Excerpted text:
DOWNTOWN BROOKLYN — The NYPD has not been doing enough to prevent the suicides of detainees in its custody, state investigators found, leading to the hanging deaths of three men in its care.

NYPD officers failed to screen for psychiatric problems, remove suspects' belts or remove other potential weapons from their cells, or check on them at required intervals before three men killed themselves in police custody in 2013, according to reports from the State Commission of Correction.

“The NYPD presently does not participate in any suicide prevention screening,” SCOC commissioner Phyllis Harrison-Ross wrote in her March 2015 report about the suicide of Igor Reznik inside Brooklyn's 61st Precinct in Sheepshead Bay.

“It is noted that had the NYPD been utilizing the New York State Crisis Service Model’s Suicide Prevention Screening Guidelines, it is possible that four suicide risk factors could have been identified,” she added in the documents, which were obtained by DNAinfo New York via a Freedom of Information Law request.

She recommended that the NYPD adopt the state's suicide prevention procedures and train staff in suicide prevention as soon as possible.

A spokesman for NYPD said those entering booking facilities are psychologically screened, but did not address the issue of screenings at precincts.

"Prisoners entering borough booking facilities are medically and psychologically screened by medical professionals," he said in a statement. "Those prisoners requiring treatment are removed to the appropriate medical facility."

Reznik, Charles Kohm, 57, and Ronald Harris were all arrested on low-level misdemeanor charges — and each hanged himself within a day of being arrested, Harrison-Ross said.

Reznik, 29, was arrested for the possession of ketamine after failing to use his turn signal while driving around at 4:15 a.m. on Sept. 5, 2013. He told his arresting officer that "he was having problems with his girlfriend and was driving around to clear his mind," according to the report. His father had recently died of cancer, he was showing signs of depression and he appeared panicked, angry or afraid — all suicidal indicators — according to the report.

What you will do:
1 – Repeat the NYPD custody suicides article, starting with "A spokesman for" and going on through "arrested, Harrison-Ross said.", and rename "spokesman" as "spokesperson" throughout.
2 – Please continue the article on NYPD custody suicides from the point where it stops.

Records from a data source:

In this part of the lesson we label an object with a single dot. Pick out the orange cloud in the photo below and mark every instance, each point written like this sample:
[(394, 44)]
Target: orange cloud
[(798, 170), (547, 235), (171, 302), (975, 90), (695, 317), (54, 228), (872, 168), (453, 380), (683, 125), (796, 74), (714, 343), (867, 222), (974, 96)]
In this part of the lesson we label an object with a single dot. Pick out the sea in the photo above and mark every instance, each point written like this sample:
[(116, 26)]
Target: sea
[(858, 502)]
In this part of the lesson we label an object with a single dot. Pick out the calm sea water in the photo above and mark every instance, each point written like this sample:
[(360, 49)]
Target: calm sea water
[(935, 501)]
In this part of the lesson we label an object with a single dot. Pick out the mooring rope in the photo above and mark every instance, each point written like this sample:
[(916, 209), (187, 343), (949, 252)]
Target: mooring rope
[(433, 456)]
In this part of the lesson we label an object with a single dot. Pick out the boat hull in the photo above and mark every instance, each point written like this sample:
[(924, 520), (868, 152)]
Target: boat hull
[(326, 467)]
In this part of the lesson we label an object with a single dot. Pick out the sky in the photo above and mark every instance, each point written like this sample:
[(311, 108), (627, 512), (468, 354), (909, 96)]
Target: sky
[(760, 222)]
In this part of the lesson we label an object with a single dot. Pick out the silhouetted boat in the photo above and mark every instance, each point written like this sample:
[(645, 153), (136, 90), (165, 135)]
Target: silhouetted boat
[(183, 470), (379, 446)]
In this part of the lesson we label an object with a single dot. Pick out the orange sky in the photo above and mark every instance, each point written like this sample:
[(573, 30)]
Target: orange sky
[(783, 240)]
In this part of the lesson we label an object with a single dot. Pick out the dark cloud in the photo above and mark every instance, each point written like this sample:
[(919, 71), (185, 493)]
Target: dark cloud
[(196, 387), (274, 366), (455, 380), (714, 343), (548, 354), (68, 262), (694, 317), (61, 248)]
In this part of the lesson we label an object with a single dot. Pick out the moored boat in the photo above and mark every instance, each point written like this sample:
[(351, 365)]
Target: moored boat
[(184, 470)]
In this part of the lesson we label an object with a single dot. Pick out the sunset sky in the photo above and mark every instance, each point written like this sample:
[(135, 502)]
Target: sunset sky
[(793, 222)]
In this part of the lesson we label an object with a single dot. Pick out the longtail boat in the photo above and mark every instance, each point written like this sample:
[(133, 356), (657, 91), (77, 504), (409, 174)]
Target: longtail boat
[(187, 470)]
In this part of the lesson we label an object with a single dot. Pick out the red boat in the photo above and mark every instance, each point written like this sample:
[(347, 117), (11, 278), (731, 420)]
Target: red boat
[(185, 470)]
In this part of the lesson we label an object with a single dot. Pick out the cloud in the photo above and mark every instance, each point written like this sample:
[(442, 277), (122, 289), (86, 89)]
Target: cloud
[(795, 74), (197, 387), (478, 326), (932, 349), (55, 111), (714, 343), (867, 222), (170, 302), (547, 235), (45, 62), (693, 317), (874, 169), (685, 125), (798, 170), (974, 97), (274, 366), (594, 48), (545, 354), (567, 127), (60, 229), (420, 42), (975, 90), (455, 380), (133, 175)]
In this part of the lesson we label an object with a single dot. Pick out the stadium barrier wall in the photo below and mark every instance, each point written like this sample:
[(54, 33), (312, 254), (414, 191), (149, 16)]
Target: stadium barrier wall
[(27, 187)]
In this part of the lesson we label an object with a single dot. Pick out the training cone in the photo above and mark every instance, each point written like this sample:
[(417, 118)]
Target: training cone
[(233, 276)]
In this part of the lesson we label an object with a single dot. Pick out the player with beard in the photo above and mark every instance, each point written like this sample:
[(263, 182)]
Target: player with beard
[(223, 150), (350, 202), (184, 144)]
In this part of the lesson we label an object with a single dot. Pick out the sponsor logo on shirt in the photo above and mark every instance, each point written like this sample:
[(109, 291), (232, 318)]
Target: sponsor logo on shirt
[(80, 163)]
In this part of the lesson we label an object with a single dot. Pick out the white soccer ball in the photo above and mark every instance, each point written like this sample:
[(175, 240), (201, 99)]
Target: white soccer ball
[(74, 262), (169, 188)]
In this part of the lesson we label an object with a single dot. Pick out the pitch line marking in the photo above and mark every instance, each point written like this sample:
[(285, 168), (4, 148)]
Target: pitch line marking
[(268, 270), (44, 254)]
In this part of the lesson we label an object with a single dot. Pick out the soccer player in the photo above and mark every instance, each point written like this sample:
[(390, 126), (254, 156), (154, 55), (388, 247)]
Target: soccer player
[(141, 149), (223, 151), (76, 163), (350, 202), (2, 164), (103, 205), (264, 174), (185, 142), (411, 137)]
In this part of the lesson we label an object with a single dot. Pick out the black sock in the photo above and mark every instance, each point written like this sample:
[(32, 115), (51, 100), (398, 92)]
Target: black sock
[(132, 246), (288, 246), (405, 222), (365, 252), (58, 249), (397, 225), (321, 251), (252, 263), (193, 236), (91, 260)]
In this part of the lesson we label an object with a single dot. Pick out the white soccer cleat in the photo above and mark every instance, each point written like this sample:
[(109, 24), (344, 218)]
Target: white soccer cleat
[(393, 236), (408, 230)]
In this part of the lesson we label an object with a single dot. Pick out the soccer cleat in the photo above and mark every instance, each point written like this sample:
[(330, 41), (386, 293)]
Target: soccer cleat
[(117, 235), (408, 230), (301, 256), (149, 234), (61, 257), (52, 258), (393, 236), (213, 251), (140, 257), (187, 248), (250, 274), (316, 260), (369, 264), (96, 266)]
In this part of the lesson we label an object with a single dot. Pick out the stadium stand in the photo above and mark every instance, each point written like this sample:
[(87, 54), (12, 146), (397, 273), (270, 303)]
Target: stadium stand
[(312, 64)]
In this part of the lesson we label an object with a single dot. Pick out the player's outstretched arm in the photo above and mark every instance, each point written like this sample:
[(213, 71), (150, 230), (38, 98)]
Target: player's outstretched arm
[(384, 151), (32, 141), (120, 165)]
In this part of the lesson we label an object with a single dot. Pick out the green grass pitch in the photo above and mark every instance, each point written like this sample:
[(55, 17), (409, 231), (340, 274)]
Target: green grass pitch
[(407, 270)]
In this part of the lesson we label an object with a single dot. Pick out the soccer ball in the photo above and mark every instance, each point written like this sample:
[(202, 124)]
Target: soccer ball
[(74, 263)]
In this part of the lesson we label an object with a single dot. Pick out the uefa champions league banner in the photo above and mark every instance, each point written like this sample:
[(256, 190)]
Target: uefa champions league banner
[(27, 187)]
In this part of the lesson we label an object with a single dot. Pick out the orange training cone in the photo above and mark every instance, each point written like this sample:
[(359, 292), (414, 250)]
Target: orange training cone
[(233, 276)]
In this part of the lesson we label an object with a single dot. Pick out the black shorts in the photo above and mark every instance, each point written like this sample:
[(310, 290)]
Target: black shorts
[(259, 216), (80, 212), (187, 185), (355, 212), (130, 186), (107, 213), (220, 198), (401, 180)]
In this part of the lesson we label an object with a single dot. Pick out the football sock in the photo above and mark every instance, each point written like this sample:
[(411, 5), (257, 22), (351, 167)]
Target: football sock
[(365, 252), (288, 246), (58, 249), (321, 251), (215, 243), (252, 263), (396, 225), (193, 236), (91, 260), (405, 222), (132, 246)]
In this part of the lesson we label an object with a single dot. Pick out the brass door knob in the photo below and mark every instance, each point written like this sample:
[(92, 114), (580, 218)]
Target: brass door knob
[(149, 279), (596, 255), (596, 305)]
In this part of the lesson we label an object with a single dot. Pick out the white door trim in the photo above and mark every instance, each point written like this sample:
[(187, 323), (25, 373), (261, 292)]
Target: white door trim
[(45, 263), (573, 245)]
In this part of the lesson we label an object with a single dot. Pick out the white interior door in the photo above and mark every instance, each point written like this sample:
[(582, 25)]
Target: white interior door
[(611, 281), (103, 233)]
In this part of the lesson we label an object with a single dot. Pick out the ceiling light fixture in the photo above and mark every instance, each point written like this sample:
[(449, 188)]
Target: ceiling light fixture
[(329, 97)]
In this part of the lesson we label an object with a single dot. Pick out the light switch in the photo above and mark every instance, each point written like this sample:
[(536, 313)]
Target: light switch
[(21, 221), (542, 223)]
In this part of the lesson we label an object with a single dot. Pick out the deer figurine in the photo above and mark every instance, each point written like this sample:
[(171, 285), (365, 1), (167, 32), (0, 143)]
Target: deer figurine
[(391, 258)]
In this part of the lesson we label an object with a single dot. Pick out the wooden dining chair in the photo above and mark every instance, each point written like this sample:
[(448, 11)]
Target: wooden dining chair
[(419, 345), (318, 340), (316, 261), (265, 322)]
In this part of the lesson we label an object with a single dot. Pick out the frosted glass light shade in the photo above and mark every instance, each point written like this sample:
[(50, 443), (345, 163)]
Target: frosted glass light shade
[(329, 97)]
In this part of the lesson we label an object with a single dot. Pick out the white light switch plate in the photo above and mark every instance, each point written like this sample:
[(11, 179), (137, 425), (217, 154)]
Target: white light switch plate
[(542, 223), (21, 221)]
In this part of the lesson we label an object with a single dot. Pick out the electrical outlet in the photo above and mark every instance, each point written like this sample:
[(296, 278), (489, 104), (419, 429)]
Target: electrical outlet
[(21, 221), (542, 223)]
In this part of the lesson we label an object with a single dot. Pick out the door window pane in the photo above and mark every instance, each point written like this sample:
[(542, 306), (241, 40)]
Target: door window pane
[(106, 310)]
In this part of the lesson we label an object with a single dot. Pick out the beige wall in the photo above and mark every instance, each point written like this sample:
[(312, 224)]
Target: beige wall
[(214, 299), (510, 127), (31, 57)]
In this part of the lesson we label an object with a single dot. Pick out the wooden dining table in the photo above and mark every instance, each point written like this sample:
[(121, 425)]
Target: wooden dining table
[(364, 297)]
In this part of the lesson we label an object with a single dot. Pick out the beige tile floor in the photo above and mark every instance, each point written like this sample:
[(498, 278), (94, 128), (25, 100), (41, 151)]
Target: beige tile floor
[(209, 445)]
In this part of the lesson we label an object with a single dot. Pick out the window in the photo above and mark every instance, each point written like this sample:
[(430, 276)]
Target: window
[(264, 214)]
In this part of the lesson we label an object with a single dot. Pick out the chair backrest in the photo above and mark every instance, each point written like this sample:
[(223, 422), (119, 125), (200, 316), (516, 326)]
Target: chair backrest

Task-by-task answers:
1 –
A spokesperson for NYPD said those entering booking facilities are psychologically screened, but did not address the issue of screenings at precincts.

"Prisoners entering borough booking facilities are medically and psychologically screened by medical professionals," he said in a statement. "Those prisoners requiring treatment are removed to the appropriate medical facility."

Reznik, Charles Kohm, 57, and Ronald Harris were all arrested on low-level misdemeanor charges — and each hanged himself within a day of being arrested, Harrison-Ross said.

2 –
An officer brought him to the 61st Precinct stationhouse, where police checked on him in lockup sometime between 4:30 and 5 a.m., according to the report. The next check happened at 5:45 a.m. — longer than the half-hour cap detainees are supposed to go between visits — by which time Reznik was found hanging from the top cell bar by his tank top. The officers cut him off with scissors and called EMS, but it was too late to save him.

Investigators said they had similar concerns with the arrest of Ronald Harris, who was stopped near Baltic Street in Brooklyn for being in a park after dark Oct. 12, 2013. Officers found him carrying an open container of beer and marijuana cigarettes in his back pocket.

He was arrested and brought to the 76th Precinct stationhouse and was later placed alone in a court holding cell, where he hanged himself sitting down with a belt looped around the cell door.

Kohm was picked up for trespassing April 18, 2013, while trying to enter the basement of a Staten Island bar, according to the report. He was found hanged by a belt in the 120th Precinct stationhouse within hours of his arrest.